TASK STATEMENT -
Reproduce the listing below line for line, with no changes.

RECORD EXCERPTS -
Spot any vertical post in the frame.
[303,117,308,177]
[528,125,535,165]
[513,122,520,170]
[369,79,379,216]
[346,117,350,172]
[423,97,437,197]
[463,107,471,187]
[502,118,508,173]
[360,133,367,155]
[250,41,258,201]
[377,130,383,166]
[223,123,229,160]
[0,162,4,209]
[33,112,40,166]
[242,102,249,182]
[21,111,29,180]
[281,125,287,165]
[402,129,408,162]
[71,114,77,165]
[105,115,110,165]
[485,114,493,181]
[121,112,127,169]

OUTPUT FOR THIS EXERCISE -
Spot any vertical post in the frame.
[303,117,308,177]
[528,125,535,165]
[513,122,520,170]
[369,79,379,216]
[346,117,350,172]
[423,97,437,197]
[463,107,471,187]
[502,118,508,173]
[360,133,367,155]
[250,41,258,201]
[377,130,383,166]
[223,123,229,160]
[0,162,4,209]
[33,112,40,166]
[242,102,249,182]
[21,111,29,180]
[281,125,287,165]
[402,129,408,162]
[71,114,77,165]
[105,115,110,165]
[485,114,493,181]
[121,112,127,169]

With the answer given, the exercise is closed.